#### Request:
Render the entries below as a Markdown table with the columns Row and Entry line, one row per line, skipping any blank lines.

#### Dataset entries:
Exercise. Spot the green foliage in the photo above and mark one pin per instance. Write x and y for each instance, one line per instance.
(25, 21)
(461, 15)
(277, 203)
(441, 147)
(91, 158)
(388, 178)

#### Reply to the exercise:
| Row | Entry line |
|---|---|
| 1 | Exercise. Spot the green foliage in the photo above and mark one pin per instance. Write x and y for each instance, one line per instance. |
| 2 | (25, 21) |
| 3 | (461, 15) |
| 4 | (277, 203) |
| 5 | (441, 147) |
| 6 | (91, 158) |
| 7 | (388, 178) |